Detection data
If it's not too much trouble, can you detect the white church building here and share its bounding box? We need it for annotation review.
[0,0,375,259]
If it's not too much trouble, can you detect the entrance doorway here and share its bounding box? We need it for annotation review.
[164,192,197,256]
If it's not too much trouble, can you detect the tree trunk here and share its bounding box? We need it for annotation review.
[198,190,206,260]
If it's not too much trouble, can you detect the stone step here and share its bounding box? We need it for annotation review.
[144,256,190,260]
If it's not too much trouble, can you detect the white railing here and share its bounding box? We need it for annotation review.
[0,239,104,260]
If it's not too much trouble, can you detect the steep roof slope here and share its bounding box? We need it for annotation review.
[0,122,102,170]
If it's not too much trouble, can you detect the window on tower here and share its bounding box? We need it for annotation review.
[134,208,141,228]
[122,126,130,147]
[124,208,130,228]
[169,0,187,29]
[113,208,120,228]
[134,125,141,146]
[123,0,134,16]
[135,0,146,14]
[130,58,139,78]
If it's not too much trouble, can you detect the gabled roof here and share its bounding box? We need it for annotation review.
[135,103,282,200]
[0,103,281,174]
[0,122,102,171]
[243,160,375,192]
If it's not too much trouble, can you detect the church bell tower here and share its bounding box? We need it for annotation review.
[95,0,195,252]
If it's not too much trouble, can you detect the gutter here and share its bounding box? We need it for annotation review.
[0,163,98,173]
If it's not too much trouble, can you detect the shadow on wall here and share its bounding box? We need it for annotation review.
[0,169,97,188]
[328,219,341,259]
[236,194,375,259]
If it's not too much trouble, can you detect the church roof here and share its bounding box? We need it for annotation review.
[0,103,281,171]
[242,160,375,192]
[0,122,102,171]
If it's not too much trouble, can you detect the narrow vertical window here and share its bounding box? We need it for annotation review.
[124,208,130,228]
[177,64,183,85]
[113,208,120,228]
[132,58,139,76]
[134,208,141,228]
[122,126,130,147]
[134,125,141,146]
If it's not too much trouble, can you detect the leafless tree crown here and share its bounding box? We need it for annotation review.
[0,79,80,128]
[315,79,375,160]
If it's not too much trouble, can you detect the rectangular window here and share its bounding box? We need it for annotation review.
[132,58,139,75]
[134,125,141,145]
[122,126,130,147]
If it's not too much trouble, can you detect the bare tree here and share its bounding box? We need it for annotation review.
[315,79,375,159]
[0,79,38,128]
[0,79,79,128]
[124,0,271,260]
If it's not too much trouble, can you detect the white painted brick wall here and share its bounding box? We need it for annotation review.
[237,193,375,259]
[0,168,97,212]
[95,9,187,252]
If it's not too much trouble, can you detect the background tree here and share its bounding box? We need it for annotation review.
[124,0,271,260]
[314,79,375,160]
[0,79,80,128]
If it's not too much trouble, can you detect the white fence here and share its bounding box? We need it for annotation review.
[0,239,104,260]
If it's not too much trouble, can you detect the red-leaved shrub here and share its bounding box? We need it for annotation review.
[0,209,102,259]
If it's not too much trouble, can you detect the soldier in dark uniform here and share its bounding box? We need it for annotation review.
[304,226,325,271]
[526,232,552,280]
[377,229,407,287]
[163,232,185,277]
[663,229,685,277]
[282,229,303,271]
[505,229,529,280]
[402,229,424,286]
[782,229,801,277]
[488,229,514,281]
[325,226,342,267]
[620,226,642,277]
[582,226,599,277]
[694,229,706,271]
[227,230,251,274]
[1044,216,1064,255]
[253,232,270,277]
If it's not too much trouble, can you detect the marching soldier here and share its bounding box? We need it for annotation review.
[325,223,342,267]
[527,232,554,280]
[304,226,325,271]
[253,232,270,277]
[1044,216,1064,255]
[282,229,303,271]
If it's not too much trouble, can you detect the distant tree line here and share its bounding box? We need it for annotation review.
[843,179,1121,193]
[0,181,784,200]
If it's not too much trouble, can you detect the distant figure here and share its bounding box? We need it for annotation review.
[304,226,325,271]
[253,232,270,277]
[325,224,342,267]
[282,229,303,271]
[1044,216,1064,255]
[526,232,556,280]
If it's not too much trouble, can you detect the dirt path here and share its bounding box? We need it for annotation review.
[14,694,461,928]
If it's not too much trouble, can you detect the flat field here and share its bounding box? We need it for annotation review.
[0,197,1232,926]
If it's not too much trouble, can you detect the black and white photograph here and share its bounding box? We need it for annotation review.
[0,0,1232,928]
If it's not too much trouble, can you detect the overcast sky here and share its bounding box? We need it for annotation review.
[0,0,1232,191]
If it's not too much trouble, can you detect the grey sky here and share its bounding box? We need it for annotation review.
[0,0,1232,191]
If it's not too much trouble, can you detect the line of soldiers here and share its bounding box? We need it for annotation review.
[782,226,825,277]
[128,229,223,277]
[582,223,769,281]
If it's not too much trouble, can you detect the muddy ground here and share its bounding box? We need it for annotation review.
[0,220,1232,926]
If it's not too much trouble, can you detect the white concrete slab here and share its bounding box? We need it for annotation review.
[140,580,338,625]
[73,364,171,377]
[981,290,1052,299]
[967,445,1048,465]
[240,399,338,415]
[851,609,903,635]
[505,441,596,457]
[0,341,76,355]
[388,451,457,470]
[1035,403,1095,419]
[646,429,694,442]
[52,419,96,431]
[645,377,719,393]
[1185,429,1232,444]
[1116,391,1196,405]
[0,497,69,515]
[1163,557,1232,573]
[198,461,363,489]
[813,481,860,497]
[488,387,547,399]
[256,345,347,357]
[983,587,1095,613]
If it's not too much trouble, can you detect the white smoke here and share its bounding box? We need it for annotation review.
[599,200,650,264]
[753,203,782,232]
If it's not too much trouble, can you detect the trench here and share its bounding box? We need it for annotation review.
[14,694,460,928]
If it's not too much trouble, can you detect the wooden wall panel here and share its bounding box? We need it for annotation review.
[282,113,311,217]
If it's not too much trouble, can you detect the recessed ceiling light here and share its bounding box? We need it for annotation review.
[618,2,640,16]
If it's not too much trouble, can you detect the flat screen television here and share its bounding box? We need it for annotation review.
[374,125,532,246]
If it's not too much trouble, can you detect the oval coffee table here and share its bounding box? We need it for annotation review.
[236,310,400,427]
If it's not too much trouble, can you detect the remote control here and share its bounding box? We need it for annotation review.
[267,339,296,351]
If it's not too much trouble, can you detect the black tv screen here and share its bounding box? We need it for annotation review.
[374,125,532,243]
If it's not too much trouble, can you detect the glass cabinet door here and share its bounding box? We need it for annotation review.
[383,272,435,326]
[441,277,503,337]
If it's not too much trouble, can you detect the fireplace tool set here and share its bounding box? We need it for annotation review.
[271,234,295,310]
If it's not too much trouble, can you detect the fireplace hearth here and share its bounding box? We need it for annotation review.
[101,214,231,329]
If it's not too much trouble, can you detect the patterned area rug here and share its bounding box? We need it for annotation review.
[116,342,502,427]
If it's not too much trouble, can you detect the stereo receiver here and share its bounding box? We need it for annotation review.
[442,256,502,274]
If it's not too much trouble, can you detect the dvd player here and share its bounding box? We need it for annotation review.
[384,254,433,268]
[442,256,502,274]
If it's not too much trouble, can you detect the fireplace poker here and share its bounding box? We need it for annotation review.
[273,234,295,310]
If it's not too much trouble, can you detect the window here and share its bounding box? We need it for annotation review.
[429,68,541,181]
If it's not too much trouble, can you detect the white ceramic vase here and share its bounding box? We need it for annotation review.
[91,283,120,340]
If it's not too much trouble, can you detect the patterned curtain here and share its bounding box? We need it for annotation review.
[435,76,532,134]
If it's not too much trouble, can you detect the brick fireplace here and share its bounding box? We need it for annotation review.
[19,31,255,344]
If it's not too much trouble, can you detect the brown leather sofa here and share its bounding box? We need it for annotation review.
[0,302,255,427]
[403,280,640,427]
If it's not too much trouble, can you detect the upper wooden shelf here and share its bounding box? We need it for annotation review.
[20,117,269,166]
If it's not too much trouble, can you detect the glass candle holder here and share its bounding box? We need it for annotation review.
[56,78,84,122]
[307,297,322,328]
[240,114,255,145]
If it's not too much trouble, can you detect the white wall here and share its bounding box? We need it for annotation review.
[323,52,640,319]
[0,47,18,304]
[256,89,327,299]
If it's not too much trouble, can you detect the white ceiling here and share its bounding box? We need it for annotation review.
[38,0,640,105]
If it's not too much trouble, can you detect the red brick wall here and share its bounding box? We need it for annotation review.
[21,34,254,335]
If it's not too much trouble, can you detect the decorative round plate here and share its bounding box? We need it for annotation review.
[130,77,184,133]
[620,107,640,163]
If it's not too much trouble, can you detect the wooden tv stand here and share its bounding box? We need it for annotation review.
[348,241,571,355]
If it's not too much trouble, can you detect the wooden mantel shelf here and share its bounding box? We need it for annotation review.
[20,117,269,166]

* **Your goal**: Rewrite the data from the line with "If it's not too much trouble, can you detect the line" to the line with "[267,339,296,351]", changing "muddy ground" to "wet soil" and leaving everything else unchanged.

* **Result**:
If it's not too much trouble, can you detect the line of soldiers here and share its bounding box? We need it for annotation review.
[782,226,825,277]
[128,229,223,277]
[582,223,769,281]
If it's not too much trouble, can you detect the wet soil here and share its bounding box? We need it for annotation review.
[0,220,1232,926]
If it's not too much trouble, can you detect the white concrete slab here and share its bounding box? We need it for annotation review.
[140,580,338,625]
[73,364,171,377]
[981,290,1052,299]
[967,445,1048,465]
[240,399,338,415]
[851,609,903,635]
[505,441,596,457]
[0,341,76,355]
[388,451,457,470]
[1035,403,1095,419]
[646,429,694,442]
[52,419,96,431]
[645,377,719,393]
[1185,429,1232,444]
[1116,391,1196,405]
[0,497,69,515]
[1163,557,1232,573]
[198,461,363,489]
[813,481,860,497]
[488,387,547,399]
[256,345,347,357]
[983,587,1095,613]
If it's not too much trouble, can you detect the white smoke here and share its bounding box? We need it for annotation review.
[599,200,650,264]
[753,203,782,232]
If it's not too much trouble, can you detect the trench here and share its bounding box? We need it for annotation review.
[14,694,460,928]
If it's not too much trouble, can you detect the wooden wall panel here and share its bounding box? We need it for annotation review.
[282,113,311,217]
If it's not too much trouble, can you detect the recessed ceiling light here and share its bounding box? We need it for annotation review.
[618,2,640,16]
If it's not too much trouble, can you detect the flat screen television here and share its bounding box? We need it for annotation review.
[374,125,532,246]
If it's not too much trouble, can you detect the oval coffee table here and share its bounding box? We need it for annotation review.
[236,310,400,427]
If it's not too much trouble, can you detect the remote control here and share its bounding box? We need it for annotation review.
[267,339,296,351]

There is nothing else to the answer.